Finishing off

There were some words left on the plate.
 
I thought I should really go through the rest of the first paragraph from the Anabasis to finish things off properly.
 
The second part of the first paragraph of Xenophon's Anabasis
 
He sent Cyrus (away) from the king who made him satrap and appointed him general of everyone who was living on the plain of Castolos. Then Cyrus went back, taking his friend Tissaphernes and he returned with thirty hoplites from among the Greeks, Xenias Parrasion commanding them.
I don’t know exactly what μεταπέμπεται means, but I recognise πέμπω "send", hence I’m thinking "send away". ἀθροίζονται is puzzling, but perhaps means something like "live" or "be in". (I looked up the word afterwards. It means "gather; collect") I’m not sure whether Τισσαφέρνην ὡς φίλον means "his friend Tissaphernes" or I should actually translate it as "Tissaphernes as a friend" (i.e., as someone who’d side with Cyrus). I’ve translated ἔχων as a preposition rather than a participle, and assume that τῶν Ἑλλήνων is partitive genitive, hence "from among the Greeks". (I see that Cyrus took 300 hoplites, not 30; I wasn’t certain of the number.)
 
I’ve also translated everything in the past tense, although Xenophon appears to be using the historic present.

(Collected data)
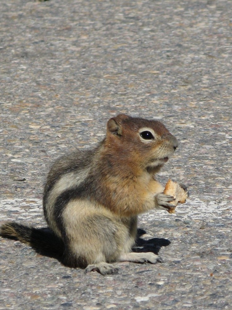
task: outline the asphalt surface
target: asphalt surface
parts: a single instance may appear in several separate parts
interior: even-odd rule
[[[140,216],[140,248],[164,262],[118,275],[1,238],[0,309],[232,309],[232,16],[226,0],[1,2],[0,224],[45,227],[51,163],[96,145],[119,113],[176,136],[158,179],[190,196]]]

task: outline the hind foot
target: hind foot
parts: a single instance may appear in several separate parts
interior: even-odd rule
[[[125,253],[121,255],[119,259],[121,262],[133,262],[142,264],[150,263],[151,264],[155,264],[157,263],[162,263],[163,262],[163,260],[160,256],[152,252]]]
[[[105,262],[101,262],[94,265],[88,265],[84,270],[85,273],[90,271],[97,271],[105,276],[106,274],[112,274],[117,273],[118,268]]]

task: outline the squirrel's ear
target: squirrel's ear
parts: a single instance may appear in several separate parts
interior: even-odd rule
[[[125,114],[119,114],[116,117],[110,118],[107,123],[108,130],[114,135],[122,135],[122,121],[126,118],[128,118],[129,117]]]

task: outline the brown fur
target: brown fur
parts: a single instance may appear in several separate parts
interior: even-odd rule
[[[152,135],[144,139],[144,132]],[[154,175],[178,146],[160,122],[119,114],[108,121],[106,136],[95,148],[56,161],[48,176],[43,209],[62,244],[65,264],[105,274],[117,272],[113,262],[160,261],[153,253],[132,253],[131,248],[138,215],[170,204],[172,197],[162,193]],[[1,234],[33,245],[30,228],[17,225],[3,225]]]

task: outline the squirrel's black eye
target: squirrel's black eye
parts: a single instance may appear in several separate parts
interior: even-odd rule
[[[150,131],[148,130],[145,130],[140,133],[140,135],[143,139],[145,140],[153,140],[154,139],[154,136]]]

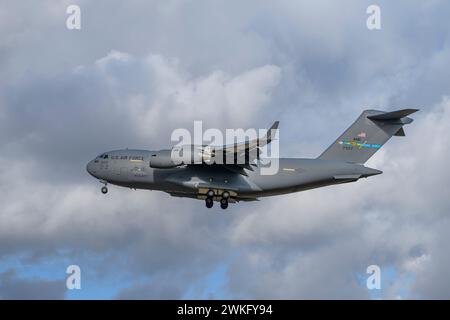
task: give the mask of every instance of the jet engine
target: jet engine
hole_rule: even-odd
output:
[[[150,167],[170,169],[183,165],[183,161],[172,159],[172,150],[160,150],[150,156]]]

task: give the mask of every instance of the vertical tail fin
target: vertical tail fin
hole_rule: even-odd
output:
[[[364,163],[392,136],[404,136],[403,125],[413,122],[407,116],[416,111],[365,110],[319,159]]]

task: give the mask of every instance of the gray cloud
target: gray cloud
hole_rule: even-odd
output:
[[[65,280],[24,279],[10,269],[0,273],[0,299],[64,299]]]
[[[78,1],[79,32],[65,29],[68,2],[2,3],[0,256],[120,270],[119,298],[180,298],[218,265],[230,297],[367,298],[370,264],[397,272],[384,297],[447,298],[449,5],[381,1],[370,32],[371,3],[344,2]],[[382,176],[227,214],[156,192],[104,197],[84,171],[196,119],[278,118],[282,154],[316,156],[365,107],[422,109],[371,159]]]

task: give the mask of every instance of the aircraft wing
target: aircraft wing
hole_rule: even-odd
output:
--
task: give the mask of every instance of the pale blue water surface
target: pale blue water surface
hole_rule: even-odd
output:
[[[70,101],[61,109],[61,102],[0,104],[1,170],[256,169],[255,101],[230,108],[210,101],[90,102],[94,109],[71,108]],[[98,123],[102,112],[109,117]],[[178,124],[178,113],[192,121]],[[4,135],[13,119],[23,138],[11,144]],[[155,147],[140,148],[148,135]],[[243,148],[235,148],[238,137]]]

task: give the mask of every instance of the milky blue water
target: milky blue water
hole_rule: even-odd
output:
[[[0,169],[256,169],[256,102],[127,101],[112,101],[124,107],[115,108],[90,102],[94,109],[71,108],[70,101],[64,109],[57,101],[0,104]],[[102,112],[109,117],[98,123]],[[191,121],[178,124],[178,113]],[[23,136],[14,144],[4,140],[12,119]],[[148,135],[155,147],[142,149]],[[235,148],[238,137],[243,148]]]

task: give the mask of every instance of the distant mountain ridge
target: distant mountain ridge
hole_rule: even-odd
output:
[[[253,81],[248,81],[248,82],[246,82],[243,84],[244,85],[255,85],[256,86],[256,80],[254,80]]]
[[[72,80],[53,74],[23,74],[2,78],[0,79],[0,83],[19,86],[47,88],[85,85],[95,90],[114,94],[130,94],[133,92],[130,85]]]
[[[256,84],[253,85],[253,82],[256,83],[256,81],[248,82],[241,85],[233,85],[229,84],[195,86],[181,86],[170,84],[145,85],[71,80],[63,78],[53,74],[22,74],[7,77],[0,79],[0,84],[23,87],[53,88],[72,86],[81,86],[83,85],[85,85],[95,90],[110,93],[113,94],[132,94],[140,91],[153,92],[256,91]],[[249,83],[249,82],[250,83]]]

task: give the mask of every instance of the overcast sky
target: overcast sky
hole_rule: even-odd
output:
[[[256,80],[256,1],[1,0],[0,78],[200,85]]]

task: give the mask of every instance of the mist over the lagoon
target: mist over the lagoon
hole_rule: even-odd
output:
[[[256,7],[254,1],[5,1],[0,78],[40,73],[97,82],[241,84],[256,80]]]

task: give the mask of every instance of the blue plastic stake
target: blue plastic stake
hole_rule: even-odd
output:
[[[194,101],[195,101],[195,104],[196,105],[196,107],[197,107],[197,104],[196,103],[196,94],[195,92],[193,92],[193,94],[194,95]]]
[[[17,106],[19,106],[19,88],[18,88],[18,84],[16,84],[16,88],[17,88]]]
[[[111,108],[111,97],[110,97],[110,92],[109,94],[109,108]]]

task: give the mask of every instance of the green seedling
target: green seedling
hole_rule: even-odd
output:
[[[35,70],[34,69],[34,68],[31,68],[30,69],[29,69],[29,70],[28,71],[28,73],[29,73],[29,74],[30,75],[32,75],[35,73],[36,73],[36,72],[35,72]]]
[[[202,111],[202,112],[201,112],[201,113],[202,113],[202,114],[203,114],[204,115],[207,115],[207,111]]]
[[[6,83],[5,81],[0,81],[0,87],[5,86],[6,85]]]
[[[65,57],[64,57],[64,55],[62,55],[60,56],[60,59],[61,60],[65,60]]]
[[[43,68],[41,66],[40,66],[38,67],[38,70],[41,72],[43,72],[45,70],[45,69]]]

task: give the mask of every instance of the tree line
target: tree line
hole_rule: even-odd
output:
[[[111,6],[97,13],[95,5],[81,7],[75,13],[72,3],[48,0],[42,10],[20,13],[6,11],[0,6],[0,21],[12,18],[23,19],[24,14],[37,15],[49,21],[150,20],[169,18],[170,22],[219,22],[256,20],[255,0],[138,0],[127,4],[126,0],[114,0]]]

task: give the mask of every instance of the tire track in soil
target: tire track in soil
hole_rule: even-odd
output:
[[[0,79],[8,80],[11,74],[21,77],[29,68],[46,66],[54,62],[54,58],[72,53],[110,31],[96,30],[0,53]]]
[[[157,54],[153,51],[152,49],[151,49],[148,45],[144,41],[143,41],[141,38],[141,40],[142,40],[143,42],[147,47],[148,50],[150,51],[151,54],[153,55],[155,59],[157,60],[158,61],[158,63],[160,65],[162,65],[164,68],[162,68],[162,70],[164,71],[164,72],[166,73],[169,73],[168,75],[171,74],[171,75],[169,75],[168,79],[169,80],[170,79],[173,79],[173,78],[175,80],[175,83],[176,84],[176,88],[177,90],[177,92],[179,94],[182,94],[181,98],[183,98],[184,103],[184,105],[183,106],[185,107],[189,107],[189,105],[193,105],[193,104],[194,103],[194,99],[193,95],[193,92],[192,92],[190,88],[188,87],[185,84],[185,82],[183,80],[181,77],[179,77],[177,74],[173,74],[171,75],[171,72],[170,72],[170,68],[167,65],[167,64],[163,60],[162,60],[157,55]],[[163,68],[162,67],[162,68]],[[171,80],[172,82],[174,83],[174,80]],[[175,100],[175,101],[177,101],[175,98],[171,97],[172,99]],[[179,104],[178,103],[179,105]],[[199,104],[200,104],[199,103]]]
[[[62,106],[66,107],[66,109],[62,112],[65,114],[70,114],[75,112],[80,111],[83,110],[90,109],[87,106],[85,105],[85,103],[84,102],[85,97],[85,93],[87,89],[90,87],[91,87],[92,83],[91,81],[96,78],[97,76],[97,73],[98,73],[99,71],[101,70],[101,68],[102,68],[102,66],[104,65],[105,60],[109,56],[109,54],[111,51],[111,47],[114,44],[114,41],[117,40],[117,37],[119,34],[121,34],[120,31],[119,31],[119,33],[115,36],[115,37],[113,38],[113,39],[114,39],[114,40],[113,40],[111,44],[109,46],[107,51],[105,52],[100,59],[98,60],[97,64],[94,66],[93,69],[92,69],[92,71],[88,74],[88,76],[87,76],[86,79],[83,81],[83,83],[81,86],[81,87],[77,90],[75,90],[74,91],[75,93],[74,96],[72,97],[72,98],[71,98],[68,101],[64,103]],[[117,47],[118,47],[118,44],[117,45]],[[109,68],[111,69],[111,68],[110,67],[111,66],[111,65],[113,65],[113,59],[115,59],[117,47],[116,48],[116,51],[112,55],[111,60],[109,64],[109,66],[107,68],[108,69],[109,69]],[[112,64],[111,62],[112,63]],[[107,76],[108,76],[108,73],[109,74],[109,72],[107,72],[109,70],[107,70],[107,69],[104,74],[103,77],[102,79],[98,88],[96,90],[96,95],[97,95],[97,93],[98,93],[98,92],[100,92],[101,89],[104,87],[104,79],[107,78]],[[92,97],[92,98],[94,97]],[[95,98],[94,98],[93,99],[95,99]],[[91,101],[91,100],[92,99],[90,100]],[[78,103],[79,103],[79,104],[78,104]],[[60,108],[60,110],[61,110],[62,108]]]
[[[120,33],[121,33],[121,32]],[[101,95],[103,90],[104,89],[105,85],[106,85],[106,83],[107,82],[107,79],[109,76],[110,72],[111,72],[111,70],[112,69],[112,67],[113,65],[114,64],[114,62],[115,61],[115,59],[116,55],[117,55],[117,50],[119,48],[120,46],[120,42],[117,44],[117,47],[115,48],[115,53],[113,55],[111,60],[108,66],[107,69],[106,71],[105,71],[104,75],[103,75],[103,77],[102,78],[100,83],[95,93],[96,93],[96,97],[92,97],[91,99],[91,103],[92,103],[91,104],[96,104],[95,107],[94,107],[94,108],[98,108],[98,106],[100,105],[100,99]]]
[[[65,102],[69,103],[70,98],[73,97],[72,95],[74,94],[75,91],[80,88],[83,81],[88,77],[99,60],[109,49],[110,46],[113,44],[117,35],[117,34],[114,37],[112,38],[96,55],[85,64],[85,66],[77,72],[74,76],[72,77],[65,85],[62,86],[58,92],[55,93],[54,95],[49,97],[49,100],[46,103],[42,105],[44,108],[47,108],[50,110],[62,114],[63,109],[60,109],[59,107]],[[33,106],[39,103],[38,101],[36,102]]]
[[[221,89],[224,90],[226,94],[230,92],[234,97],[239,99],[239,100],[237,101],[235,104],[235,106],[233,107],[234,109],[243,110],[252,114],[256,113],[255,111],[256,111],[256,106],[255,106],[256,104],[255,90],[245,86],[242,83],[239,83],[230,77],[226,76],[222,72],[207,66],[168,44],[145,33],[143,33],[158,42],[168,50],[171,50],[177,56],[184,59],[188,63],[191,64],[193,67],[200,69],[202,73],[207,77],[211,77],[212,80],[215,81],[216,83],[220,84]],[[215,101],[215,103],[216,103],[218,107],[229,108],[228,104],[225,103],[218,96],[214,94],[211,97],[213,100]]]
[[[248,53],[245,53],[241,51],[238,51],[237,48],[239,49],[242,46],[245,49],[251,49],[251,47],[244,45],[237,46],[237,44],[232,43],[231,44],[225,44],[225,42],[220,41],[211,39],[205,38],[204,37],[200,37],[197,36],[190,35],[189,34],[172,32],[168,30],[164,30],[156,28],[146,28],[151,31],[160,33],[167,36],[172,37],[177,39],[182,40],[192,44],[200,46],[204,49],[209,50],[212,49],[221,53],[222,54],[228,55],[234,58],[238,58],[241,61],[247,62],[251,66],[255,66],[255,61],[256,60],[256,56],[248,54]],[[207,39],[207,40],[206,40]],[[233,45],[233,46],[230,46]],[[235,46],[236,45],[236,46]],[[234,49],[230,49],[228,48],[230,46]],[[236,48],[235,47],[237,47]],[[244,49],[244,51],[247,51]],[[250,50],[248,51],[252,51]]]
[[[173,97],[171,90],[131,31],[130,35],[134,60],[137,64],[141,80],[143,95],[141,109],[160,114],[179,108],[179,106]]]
==
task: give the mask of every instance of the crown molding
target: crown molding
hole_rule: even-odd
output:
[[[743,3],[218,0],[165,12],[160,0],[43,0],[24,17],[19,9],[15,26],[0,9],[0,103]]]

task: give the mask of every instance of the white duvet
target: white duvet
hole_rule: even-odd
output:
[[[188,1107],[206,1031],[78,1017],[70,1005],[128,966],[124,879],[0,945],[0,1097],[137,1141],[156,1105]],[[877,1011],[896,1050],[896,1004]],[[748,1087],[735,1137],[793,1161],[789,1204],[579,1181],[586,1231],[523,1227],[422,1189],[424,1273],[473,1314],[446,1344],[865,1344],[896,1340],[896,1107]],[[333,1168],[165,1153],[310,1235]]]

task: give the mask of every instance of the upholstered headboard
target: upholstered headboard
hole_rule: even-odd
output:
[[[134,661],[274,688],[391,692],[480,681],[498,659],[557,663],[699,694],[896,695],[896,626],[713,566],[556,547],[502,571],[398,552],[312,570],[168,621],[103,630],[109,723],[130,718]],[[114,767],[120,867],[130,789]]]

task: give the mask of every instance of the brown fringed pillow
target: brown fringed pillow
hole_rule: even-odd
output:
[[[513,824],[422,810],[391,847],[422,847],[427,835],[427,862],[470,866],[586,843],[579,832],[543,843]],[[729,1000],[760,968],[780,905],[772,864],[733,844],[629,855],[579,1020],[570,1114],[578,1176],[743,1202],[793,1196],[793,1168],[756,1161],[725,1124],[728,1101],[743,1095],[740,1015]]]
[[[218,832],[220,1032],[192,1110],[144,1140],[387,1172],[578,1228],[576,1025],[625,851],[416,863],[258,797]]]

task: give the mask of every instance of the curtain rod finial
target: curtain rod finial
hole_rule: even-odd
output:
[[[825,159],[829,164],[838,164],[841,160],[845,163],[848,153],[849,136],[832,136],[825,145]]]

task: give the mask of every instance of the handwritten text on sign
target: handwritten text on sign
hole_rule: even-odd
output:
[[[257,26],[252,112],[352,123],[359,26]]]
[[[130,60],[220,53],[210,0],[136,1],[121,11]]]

- WHAT THE TASK REQUIRES:
How would you render this sentence from the Anabasis notes in French: "I’ve also translated everything in the past tense, although Xenophon appears to be using the historic present."? The entries have no connection to the Anabasis notes.

- EXERCISE RESULT:
J’ai également tout traduit au passé, bien que Xénophon semble employer le présent historique.